_Your assignment_
Should a line below contain the word "white", report it.

[Stored data entries]
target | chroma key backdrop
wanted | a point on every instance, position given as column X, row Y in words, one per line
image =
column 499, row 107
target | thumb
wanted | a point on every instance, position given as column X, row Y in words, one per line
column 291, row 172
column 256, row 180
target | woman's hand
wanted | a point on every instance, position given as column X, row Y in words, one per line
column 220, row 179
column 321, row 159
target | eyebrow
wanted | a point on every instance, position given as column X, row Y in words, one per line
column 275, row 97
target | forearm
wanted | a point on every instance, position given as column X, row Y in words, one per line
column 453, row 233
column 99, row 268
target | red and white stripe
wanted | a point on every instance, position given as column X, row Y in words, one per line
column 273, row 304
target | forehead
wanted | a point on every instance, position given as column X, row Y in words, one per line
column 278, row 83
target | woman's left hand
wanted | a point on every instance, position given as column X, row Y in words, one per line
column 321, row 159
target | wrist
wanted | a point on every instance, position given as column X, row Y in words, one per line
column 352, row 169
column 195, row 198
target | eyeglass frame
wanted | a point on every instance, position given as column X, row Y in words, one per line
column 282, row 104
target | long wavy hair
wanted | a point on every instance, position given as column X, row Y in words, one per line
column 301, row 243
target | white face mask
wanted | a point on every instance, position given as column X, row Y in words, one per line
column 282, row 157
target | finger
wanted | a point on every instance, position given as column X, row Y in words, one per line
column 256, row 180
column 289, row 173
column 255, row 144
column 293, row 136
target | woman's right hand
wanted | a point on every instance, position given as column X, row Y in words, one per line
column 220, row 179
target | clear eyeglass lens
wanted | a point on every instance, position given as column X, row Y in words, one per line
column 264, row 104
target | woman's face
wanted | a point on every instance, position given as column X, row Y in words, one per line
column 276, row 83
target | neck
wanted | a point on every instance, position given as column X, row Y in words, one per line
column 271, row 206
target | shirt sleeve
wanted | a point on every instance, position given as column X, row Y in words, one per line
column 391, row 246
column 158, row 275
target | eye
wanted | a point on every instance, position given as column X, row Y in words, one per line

_Task result_
target | red and white stripe
target | white face mask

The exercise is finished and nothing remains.